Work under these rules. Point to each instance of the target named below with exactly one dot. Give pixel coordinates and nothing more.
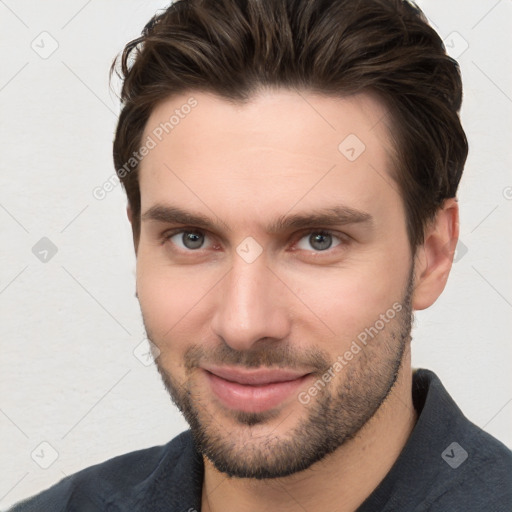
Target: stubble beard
(335, 415)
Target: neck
(346, 477)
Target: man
(291, 168)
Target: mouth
(255, 390)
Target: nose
(251, 306)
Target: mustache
(267, 355)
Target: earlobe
(434, 257)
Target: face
(274, 273)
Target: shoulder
(482, 481)
(474, 469)
(113, 483)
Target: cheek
(170, 298)
(347, 300)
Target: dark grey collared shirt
(448, 465)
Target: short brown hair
(332, 47)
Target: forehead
(279, 149)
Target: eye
(189, 239)
(319, 241)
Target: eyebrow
(330, 216)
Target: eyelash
(342, 237)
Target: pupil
(192, 240)
(322, 240)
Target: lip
(254, 390)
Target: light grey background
(68, 374)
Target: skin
(298, 305)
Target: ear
(129, 213)
(434, 258)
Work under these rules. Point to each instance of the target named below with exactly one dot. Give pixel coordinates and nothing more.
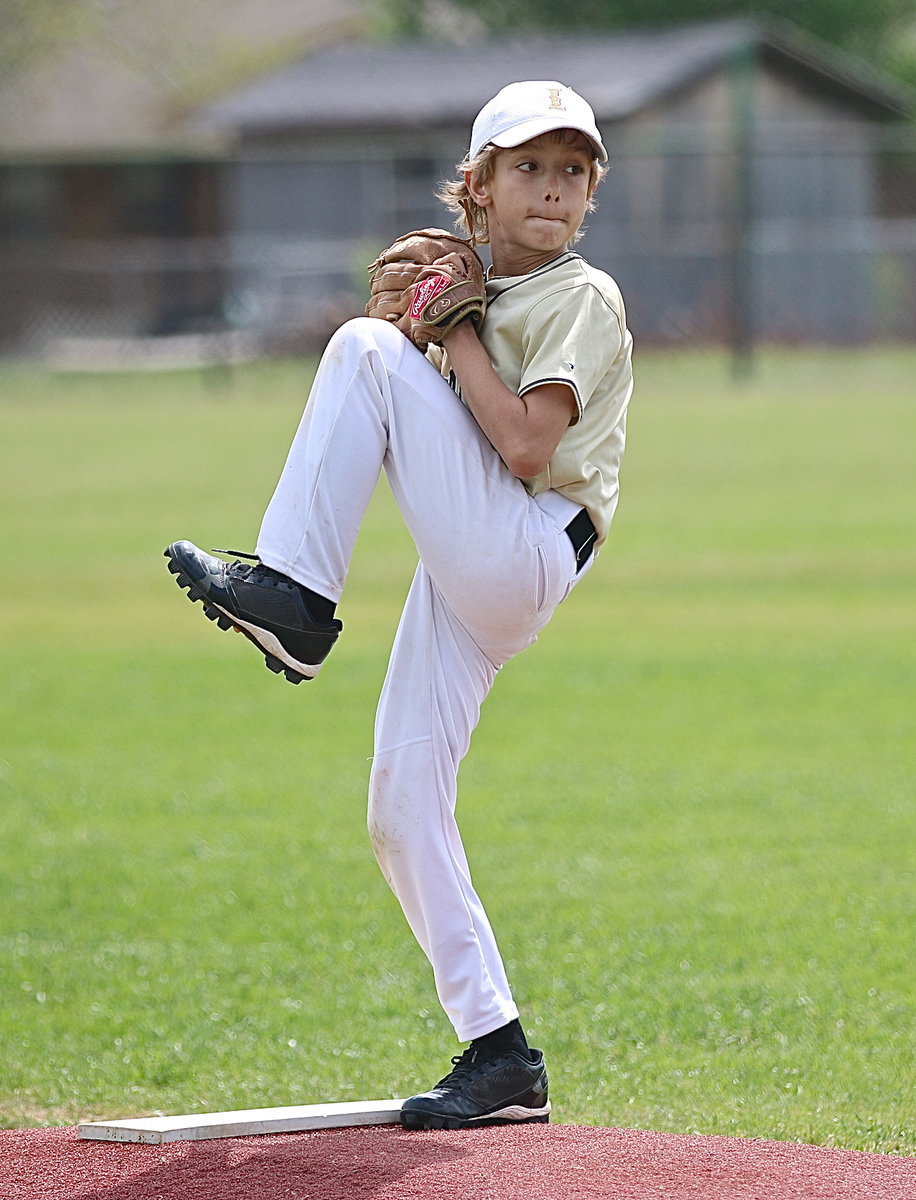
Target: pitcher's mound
(385, 1163)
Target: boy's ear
(478, 192)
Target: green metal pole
(741, 241)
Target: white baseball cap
(525, 111)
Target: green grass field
(689, 808)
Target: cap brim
(533, 129)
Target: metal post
(741, 249)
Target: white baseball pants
(495, 563)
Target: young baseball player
(503, 456)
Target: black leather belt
(582, 534)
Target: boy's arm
(524, 430)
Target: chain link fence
(833, 265)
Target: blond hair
(455, 196)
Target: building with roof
(744, 197)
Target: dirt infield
(384, 1163)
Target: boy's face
(536, 198)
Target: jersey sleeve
(569, 337)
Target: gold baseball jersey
(566, 323)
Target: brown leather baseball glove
(426, 282)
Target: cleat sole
(430, 1121)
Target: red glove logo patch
(426, 291)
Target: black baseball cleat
(503, 1089)
(268, 607)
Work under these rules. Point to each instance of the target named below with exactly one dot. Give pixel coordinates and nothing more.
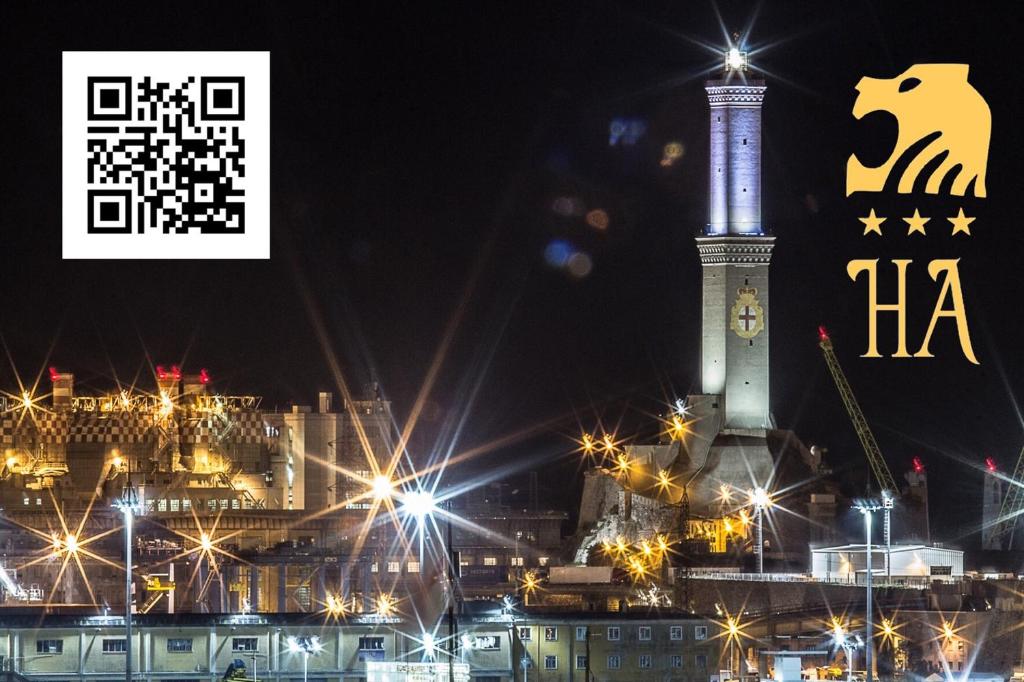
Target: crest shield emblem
(748, 316)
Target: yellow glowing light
(588, 443)
(664, 480)
(385, 605)
(608, 442)
(529, 582)
(166, 407)
(677, 427)
(732, 625)
(838, 631)
(760, 498)
(382, 486)
(335, 604)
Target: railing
(909, 582)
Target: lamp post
(304, 645)
(760, 499)
(866, 508)
(127, 505)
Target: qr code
(167, 156)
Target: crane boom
(875, 459)
(1013, 505)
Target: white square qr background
(174, 69)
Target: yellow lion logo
(927, 98)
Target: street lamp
(866, 508)
(127, 506)
(305, 644)
(760, 499)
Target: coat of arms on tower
(748, 316)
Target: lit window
(54, 646)
(371, 643)
(115, 645)
(245, 644)
(179, 645)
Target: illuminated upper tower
(735, 253)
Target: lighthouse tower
(735, 252)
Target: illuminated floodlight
(760, 498)
(420, 504)
(732, 626)
(382, 486)
(734, 59)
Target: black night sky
(418, 150)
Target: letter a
(951, 285)
(854, 268)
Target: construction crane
(1012, 507)
(883, 476)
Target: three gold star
(915, 223)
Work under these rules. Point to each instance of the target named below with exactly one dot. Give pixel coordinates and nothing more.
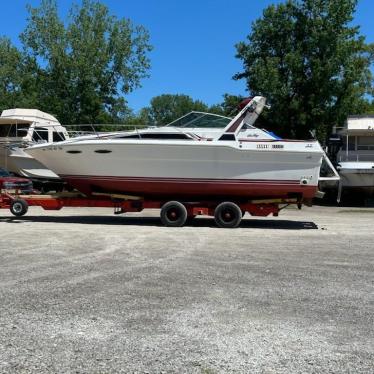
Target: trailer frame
(173, 212)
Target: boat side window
(227, 137)
(58, 136)
(40, 134)
(14, 130)
(166, 136)
(365, 143)
(158, 135)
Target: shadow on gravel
(274, 224)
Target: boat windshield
(4, 173)
(202, 120)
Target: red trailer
(227, 214)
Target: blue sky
(193, 41)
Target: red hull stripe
(181, 180)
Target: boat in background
(352, 148)
(20, 128)
(175, 162)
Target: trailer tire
(228, 215)
(19, 207)
(173, 214)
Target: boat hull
(17, 161)
(204, 170)
(183, 188)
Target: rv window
(365, 143)
(351, 143)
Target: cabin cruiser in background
(352, 149)
(179, 162)
(20, 128)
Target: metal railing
(357, 157)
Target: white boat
(20, 128)
(178, 163)
(355, 160)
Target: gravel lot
(83, 291)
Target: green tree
(310, 62)
(166, 108)
(83, 68)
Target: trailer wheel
(173, 214)
(227, 215)
(19, 207)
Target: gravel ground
(82, 291)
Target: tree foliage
(311, 64)
(78, 70)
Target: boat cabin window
(14, 130)
(203, 120)
(40, 134)
(157, 135)
(227, 137)
(58, 136)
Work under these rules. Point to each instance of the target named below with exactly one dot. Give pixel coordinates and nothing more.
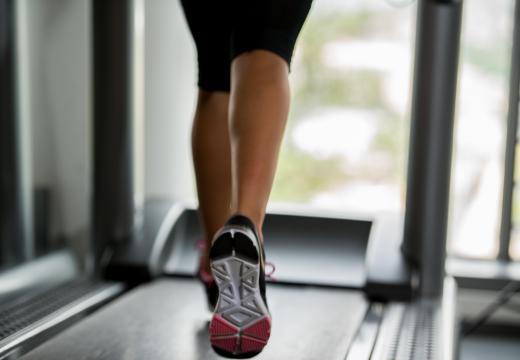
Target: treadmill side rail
(422, 330)
(389, 276)
(143, 258)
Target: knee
(261, 65)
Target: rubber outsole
(241, 324)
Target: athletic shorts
(224, 29)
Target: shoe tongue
(242, 220)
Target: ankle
(255, 220)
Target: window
(345, 147)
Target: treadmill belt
(168, 319)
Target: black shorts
(224, 29)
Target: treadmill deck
(168, 319)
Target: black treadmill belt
(168, 320)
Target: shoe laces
(201, 245)
(269, 275)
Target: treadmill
(346, 287)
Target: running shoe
(241, 323)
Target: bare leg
(212, 161)
(259, 108)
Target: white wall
(58, 72)
(59, 89)
(170, 100)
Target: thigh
(209, 22)
(268, 24)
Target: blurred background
(346, 143)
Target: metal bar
(511, 141)
(431, 137)
(15, 242)
(113, 202)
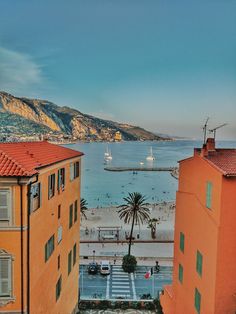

**Work order**
Retype each entry precisely. Skip images entirely.

**Task solution**
Work under these rules. Point to each instance of the target named below with exactly one dot. Give pixel coordinates and nothing more.
Target: stubble beard
(335, 415)
Target: neck
(346, 477)
Target: man
(291, 168)
Target: mouth
(255, 390)
Target: nose
(251, 306)
Target: mustache
(267, 355)
Target: earlobe
(434, 257)
Target: face
(274, 273)
Target: shoulder
(482, 481)
(474, 469)
(113, 483)
Target: cheek
(170, 298)
(347, 300)
Target: dark grey collared shirt
(448, 465)
Target: short brown hair
(332, 47)
Target: forehead
(279, 149)
Target: eye
(189, 239)
(319, 241)
Target: eyebrow
(330, 216)
Target: eyelash
(342, 237)
Target: pupil
(192, 240)
(322, 240)
Target: lip
(254, 390)
Target: light grey background
(68, 374)
Target: skin
(298, 305)
Target: ear
(129, 213)
(434, 258)
Work under these rules. Point to each instance of the target named below with exactly one dot. Give pixel coordinates and nothing more.
Target: pitcher's mound
(385, 1163)
Target: boy's ear
(478, 192)
Target: green metal pole
(741, 241)
Target: white baseball cap
(525, 111)
Target: green grass field
(689, 808)
Target: cap brim
(533, 129)
Target: metal post
(741, 249)
Target: white baseball pants
(495, 563)
Target: young baseball player
(503, 456)
Target: black leather belt
(582, 534)
Target: boy's arm
(524, 430)
Target: chain link fence
(833, 265)
Target: blond hair
(455, 196)
Target: building with roof
(744, 197)
Target: dirt infield
(384, 1163)
Target: boy's face
(536, 198)
Target: jersey sleeve
(569, 337)
Target: gold baseball jersey
(566, 323)
Target: brown leather baseball glove
(426, 282)
Target: cleat sole
(430, 1121)
Target: red glove logo patch
(426, 291)
Target: black baseball cleat
(503, 1089)
(268, 607)
Work under these rules. Point to each instance of the target named below with exactly one dot. Give pixel coordinates and nothing more.
Target: crest shield emblem
(748, 316)
Target: yellow glowing light
(588, 443)
(664, 480)
(385, 605)
(608, 442)
(529, 582)
(166, 407)
(677, 427)
(732, 625)
(838, 631)
(760, 498)
(382, 486)
(335, 604)
Target: railing
(909, 582)
Target: lamp post
(304, 645)
(760, 499)
(866, 508)
(127, 505)
Target: qr code
(167, 156)
Target: crane boom
(875, 459)
(1013, 505)
Target: white square qr background
(174, 69)
Target: yellow lion logo
(927, 98)
Target: street lamp
(866, 508)
(127, 506)
(305, 644)
(760, 499)
Target: coat of arms on tower
(748, 316)
Target: lit window
(54, 646)
(371, 643)
(115, 645)
(245, 644)
(179, 645)
Target: illuminated upper tower
(735, 253)
Target: lighthouse tower
(735, 252)
Target: illuminated floodlight
(760, 498)
(420, 504)
(732, 626)
(382, 486)
(734, 59)
Target: black night sky
(418, 150)
Target: letter a
(951, 285)
(854, 268)
Target: construction crane
(1012, 507)
(883, 476)
Target: three gold star
(915, 223)
Work under these rules. Point to each instance of the target named below with exactly one dot. Give pixel coordinates and nothing more.
Target: trailer frame
(173, 212)
Target: boat side window
(227, 137)
(58, 136)
(40, 134)
(14, 130)
(166, 136)
(365, 143)
(158, 135)
Target: shadow on gravel
(274, 224)
Target: boat windshield
(4, 173)
(202, 120)
Target: red trailer
(227, 214)
Target: blue sky
(193, 41)
Target: red hull stripe
(181, 180)
Target: boat in background
(352, 148)
(20, 128)
(175, 162)
Target: trailer tire
(228, 215)
(19, 207)
(173, 214)
Target: boat hull
(17, 161)
(204, 170)
(183, 188)
Target: rv window
(365, 143)
(351, 143)
Target: cabin cruiser in background
(352, 149)
(179, 162)
(20, 128)
Target: metal railing
(357, 157)
Target: white boat
(20, 128)
(178, 163)
(355, 160)
Target: gravel lot
(83, 291)
Target: green tree
(310, 62)
(166, 108)
(83, 68)
Target: trailer wheel
(173, 214)
(227, 215)
(19, 207)
Target: gravel ground
(82, 291)
Target: tree foliage
(311, 64)
(78, 70)
Target: boat cabin window
(14, 130)
(203, 120)
(40, 134)
(157, 135)
(227, 137)
(58, 136)
Work under these rules. Point to each instance of the target named below with exactly one dot. Give pixel coordinates and nothing more.
Target: treadmill side rail
(422, 330)
(389, 276)
(143, 258)
Target: knee
(261, 65)
Target: rubber outsole
(241, 324)
Target: athletic shorts
(224, 29)
Target: shoe tongue
(242, 220)
Target: ankle
(255, 220)
Target: window
(345, 147)
Target: treadmill belt
(168, 319)
Target: black shorts
(224, 29)
Target: treadmill deck
(168, 319)
Target: black treadmill belt
(168, 320)
Target: shoe laces
(201, 245)
(269, 275)
Target: treadmill
(346, 287)
Target: running shoe
(241, 323)
Target: bare leg
(212, 161)
(259, 108)
Target: white wall
(58, 72)
(59, 89)
(170, 100)
Target: thigh
(209, 22)
(268, 24)
Target: blurred background
(346, 143)
Target: metal bar
(511, 141)
(431, 137)
(15, 242)
(113, 202)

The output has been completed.